Point annotation dataset records
* Begin *

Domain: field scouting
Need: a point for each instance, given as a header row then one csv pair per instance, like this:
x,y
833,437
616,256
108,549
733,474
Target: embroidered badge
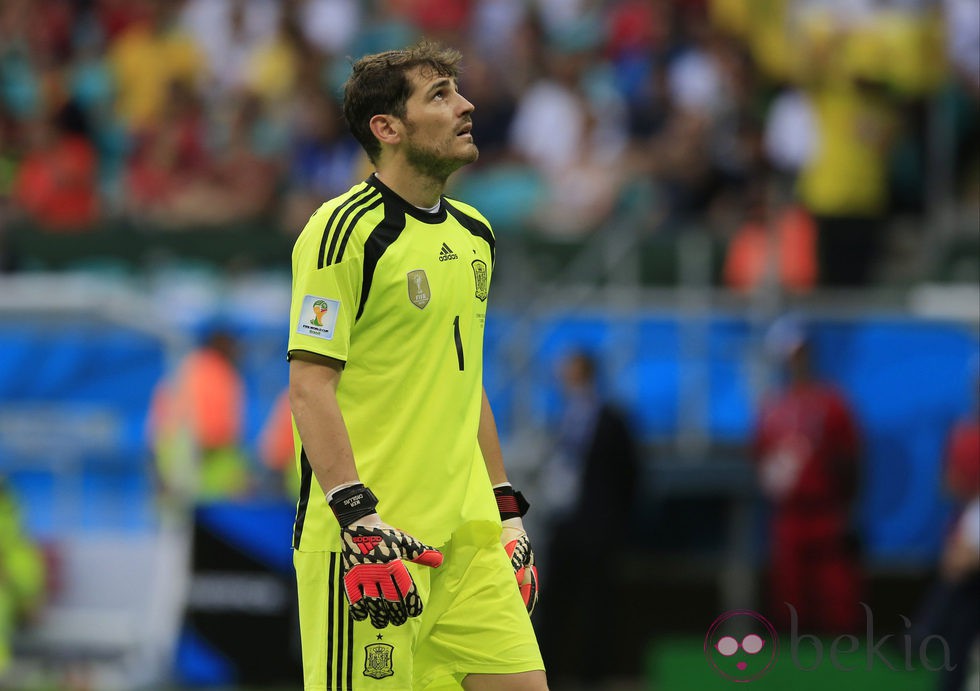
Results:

* End *
* Begin *

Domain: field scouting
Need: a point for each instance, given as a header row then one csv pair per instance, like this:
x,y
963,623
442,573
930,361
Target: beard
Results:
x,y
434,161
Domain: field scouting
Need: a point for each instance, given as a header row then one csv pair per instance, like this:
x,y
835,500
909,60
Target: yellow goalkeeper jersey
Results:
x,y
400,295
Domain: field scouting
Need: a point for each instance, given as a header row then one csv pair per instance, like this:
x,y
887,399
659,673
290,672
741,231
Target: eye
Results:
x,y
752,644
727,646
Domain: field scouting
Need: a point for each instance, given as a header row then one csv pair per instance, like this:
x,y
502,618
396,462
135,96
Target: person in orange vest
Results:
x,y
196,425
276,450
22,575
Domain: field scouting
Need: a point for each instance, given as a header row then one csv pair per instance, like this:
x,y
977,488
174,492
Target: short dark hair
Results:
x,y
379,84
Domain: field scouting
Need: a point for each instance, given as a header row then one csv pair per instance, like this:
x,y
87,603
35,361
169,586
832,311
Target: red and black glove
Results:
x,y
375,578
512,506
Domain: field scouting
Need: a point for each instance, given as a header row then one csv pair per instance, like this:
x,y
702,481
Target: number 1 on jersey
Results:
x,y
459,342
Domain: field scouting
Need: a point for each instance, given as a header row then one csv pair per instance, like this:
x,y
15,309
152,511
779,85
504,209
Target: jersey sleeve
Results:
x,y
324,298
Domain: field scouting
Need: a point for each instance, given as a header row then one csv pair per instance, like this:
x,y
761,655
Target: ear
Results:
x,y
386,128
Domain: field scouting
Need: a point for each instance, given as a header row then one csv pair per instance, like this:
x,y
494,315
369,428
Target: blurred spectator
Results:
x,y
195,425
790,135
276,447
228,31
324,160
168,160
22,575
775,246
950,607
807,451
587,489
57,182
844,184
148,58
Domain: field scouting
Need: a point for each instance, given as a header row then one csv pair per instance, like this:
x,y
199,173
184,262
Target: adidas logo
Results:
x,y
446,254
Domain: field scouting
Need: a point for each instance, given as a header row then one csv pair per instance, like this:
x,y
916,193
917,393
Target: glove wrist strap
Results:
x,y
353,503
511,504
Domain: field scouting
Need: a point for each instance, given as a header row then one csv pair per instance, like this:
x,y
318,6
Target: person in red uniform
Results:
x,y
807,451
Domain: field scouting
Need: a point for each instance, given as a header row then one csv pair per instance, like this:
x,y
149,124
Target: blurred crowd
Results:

* End *

Task objective> Please report how many lines of the material above contain the word "person". Give only the number.

Result for this task> 2